A stretch of the entries below is to be set down exactly, running from the line with "like (424, 254)." through the line with "like (576, 11).", both included, and no other line.
________________
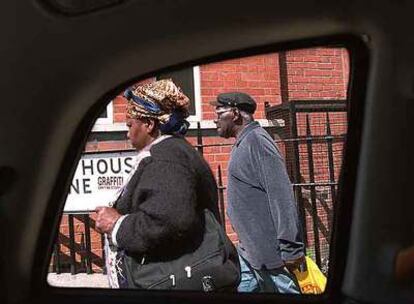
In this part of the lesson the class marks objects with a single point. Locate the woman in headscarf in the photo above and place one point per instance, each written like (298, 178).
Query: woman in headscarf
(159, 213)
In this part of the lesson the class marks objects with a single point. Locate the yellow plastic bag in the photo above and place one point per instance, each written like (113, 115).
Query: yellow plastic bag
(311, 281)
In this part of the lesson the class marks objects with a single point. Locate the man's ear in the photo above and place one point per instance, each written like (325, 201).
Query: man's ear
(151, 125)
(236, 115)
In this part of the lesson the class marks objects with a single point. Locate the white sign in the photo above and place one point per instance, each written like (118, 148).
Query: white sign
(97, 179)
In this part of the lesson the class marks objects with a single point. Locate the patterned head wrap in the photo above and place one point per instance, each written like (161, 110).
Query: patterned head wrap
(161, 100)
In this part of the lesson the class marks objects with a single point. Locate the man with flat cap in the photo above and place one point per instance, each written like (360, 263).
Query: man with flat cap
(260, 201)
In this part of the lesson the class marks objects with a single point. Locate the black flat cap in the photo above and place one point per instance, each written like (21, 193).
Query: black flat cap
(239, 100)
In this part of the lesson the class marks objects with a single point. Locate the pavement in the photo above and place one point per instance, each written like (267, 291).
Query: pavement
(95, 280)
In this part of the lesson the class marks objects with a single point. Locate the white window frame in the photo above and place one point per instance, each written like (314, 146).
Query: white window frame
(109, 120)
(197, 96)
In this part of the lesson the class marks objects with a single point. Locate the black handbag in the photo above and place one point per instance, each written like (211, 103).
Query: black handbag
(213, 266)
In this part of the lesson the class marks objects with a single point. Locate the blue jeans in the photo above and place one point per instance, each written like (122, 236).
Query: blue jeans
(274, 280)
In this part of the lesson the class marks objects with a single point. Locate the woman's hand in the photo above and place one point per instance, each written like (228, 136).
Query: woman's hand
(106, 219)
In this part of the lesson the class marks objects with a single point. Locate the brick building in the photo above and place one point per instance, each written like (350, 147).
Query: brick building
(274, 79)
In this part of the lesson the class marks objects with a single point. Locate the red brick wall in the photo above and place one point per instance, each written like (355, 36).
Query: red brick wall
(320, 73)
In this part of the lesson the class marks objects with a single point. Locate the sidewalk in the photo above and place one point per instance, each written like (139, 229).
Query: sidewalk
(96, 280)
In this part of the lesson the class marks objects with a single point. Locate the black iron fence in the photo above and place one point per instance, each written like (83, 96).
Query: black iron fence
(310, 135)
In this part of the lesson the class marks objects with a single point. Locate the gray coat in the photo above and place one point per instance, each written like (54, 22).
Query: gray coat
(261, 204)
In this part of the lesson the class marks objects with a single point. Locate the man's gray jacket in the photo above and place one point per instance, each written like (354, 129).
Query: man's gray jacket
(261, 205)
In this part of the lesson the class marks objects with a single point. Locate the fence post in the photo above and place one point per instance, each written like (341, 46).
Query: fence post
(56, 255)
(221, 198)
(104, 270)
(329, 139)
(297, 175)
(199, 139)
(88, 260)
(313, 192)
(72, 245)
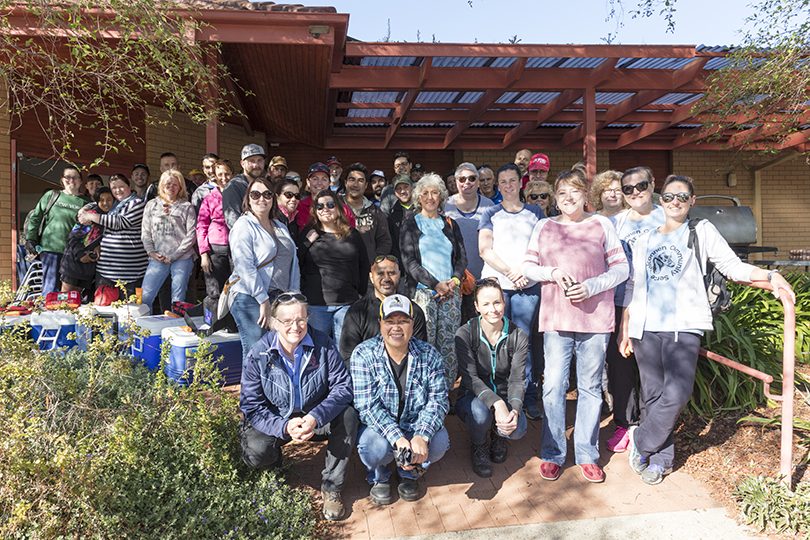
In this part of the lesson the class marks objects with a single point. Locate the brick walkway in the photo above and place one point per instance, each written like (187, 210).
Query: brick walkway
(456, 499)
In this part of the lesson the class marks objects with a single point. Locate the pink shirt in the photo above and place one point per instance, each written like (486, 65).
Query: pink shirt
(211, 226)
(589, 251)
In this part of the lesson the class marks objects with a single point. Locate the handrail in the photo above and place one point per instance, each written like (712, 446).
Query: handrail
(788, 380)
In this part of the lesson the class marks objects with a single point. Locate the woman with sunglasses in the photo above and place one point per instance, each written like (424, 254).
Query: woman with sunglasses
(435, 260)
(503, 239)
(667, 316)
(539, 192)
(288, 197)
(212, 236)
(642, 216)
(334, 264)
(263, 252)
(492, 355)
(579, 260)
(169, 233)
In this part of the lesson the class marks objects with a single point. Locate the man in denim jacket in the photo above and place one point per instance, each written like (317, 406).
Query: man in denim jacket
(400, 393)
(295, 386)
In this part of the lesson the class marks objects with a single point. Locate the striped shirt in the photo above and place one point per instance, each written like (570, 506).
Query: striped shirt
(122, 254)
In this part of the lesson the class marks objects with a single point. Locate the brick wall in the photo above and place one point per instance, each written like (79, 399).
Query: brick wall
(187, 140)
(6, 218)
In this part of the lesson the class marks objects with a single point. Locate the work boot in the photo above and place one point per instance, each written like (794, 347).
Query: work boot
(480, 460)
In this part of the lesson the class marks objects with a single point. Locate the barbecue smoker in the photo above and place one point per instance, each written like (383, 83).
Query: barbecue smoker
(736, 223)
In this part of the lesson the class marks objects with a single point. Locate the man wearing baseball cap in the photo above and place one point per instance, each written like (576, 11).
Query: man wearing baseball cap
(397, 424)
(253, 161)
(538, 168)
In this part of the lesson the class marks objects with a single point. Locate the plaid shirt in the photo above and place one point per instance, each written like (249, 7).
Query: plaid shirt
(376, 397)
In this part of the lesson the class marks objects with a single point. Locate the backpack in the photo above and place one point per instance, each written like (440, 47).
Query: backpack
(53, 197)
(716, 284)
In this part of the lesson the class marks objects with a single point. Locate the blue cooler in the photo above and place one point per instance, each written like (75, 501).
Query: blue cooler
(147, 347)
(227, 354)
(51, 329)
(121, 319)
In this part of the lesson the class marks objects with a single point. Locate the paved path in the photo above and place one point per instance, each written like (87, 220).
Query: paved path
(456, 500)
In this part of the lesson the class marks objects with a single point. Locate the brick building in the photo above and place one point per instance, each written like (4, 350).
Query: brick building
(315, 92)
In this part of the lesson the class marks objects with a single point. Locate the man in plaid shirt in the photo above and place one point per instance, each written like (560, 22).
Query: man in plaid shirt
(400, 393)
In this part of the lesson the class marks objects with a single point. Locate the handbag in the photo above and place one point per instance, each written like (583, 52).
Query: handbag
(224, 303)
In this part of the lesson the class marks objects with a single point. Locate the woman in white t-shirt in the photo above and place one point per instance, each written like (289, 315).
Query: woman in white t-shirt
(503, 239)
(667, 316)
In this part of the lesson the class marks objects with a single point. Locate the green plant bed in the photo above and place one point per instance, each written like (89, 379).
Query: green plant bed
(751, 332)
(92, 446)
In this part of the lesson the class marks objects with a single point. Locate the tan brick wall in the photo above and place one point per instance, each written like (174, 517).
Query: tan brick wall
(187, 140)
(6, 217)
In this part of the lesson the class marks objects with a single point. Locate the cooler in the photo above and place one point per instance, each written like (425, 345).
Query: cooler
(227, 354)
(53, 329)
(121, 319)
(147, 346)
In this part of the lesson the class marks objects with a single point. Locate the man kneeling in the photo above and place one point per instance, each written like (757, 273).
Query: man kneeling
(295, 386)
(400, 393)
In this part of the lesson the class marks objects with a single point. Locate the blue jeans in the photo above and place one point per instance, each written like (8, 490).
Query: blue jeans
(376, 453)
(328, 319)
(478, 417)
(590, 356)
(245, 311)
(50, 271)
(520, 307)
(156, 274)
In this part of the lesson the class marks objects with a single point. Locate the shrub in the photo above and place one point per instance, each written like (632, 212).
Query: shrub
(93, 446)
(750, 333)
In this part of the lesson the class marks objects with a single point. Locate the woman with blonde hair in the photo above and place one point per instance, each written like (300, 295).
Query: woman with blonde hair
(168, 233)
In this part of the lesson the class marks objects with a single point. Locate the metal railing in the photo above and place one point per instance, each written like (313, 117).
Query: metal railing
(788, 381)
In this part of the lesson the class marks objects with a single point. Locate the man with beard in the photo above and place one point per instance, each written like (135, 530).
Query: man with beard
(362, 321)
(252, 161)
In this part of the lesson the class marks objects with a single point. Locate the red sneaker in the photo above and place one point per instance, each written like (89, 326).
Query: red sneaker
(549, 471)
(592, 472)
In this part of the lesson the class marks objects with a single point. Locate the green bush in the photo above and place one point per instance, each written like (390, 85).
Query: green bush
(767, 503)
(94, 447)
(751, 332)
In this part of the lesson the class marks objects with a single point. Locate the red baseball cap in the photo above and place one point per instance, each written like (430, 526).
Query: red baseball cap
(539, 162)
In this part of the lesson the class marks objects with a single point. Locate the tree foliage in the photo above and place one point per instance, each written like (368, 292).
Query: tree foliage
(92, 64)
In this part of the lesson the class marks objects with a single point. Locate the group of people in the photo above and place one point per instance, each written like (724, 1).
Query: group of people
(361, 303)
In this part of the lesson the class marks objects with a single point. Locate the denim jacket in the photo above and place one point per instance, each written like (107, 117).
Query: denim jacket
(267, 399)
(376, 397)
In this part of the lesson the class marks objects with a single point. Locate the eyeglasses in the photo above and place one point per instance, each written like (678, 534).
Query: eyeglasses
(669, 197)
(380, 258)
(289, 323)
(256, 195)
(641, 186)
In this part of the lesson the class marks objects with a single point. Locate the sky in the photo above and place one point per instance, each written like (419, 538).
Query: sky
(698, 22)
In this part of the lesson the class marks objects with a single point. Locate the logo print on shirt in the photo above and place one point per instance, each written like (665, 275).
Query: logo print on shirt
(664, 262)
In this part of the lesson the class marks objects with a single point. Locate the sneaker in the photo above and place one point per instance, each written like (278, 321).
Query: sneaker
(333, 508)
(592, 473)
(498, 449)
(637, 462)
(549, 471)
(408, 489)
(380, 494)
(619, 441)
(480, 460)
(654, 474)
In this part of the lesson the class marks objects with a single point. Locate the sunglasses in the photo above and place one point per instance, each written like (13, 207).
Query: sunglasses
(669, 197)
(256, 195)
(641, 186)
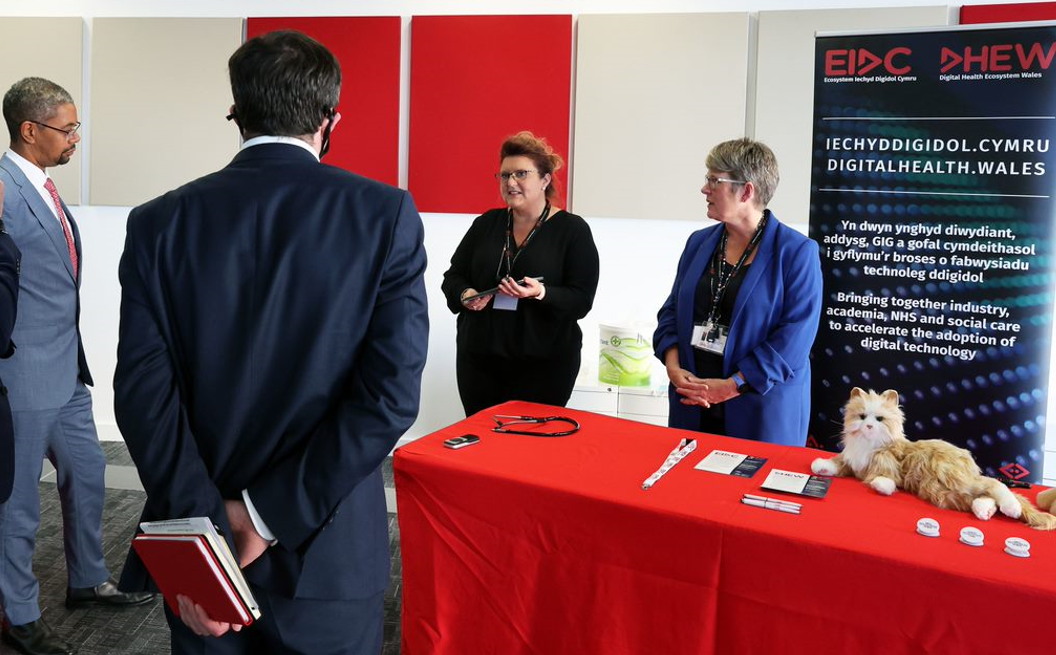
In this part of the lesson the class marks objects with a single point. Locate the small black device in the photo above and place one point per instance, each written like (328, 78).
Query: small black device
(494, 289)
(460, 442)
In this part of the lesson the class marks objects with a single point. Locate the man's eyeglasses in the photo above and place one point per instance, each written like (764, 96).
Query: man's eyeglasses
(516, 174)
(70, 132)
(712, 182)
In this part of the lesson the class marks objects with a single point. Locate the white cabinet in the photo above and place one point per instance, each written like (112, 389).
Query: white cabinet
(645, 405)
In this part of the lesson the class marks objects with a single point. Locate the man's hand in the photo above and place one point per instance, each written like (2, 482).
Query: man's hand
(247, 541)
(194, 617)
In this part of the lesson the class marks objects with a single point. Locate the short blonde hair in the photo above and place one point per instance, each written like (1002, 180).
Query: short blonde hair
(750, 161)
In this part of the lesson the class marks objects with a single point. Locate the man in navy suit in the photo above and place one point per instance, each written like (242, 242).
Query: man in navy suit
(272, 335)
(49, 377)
________________
_The completed task_
In this part of the lesson the class marks objects with a single point. Locate the woman with sunglasses in the photo above and place one point per instance, each written like (424, 254).
Query: woman with sunglasses
(435, 260)
(503, 239)
(667, 316)
(539, 192)
(288, 197)
(212, 236)
(642, 216)
(334, 264)
(263, 252)
(492, 355)
(579, 260)
(169, 233)
In this part of the lesson the class marks objects with a single point. Locate the man in denim jacket in the photo above and place one point per instance, each written like (317, 406).
Query: man in denim jacket
(400, 393)
(295, 386)
In this part of the lesson the class marks objects with a single point. Locate the striped shirt in the photo above and place one point per instance, each written like (570, 506).
Query: striped shirt
(122, 254)
In this part of the lesson the class marks objects with a single point. Locate the brick wall in the photo above and place one point per instance, each written like (79, 399).
Query: brick wall
(187, 140)
(6, 218)
In this part of the lesson the class marks objects with a single point. Locate the work boot in the photo above and place one point per instance, each written like (794, 347).
Query: work boot
(480, 460)
In this part of the lesson the class marks objects with a single point. Locate the barbecue smoker in the photo above and place one point per instance, each written like (383, 83).
Query: barbecue smoker
(736, 223)
In this part of the lesson the class marks objects with a single point. Locate the man wearing baseball cap in the photo above and place one point per instance, each written like (576, 11).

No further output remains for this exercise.